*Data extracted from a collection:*
▽

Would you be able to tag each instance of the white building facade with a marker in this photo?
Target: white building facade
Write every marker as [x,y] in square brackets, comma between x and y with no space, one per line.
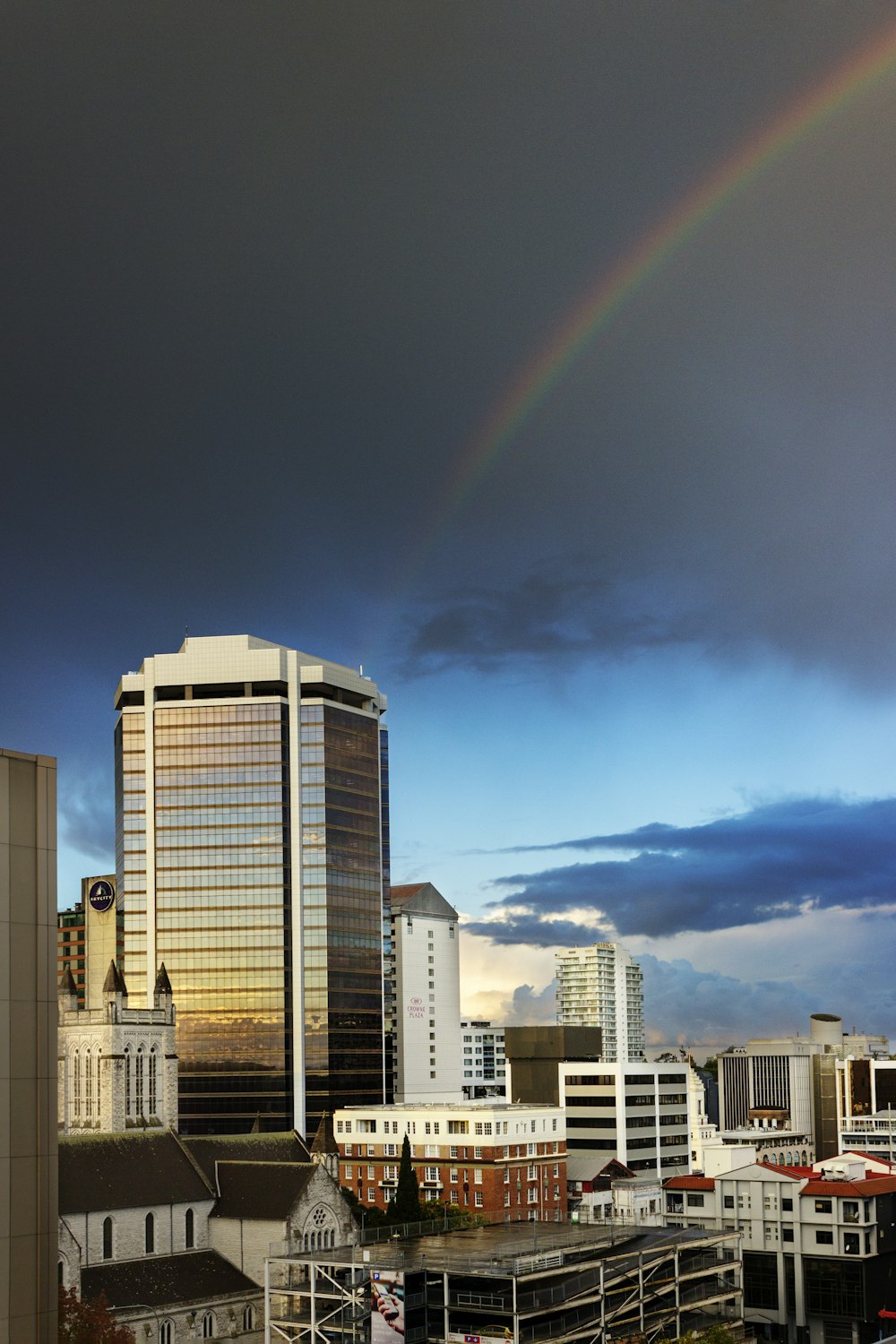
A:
[484,1064]
[426,975]
[637,1113]
[603,986]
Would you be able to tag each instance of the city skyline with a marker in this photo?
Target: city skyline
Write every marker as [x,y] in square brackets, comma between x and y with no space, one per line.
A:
[538,366]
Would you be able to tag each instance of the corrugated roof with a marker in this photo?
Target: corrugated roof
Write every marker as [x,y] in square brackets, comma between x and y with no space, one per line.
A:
[871,1185]
[261,1190]
[167,1279]
[245,1148]
[134,1169]
[421,898]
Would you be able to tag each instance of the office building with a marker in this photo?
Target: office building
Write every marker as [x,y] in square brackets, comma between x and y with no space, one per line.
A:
[603,986]
[484,1067]
[790,1081]
[504,1163]
[535,1053]
[866,1102]
[27,1048]
[249,827]
[426,978]
[638,1115]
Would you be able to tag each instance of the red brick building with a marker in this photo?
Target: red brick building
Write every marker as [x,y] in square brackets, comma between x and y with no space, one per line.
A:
[504,1163]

△

Where the data above reaches the line holding "Would you be able to tag each instance of the city", begin printing, and stop after the line holding "Target: corrugated roof". Each line must be reproduced exactly, with nothing else added.

Would you be able to tag each instance of the city skyline with a marker in this photo?
Target: city skyline
Write every marker as [x,y] in square brackets, comma between x and y with no space, one per line.
A:
[538,366]
Would you be able to tag each instance of the corrugated roof with a marker in this photo?
Target: corrugated roof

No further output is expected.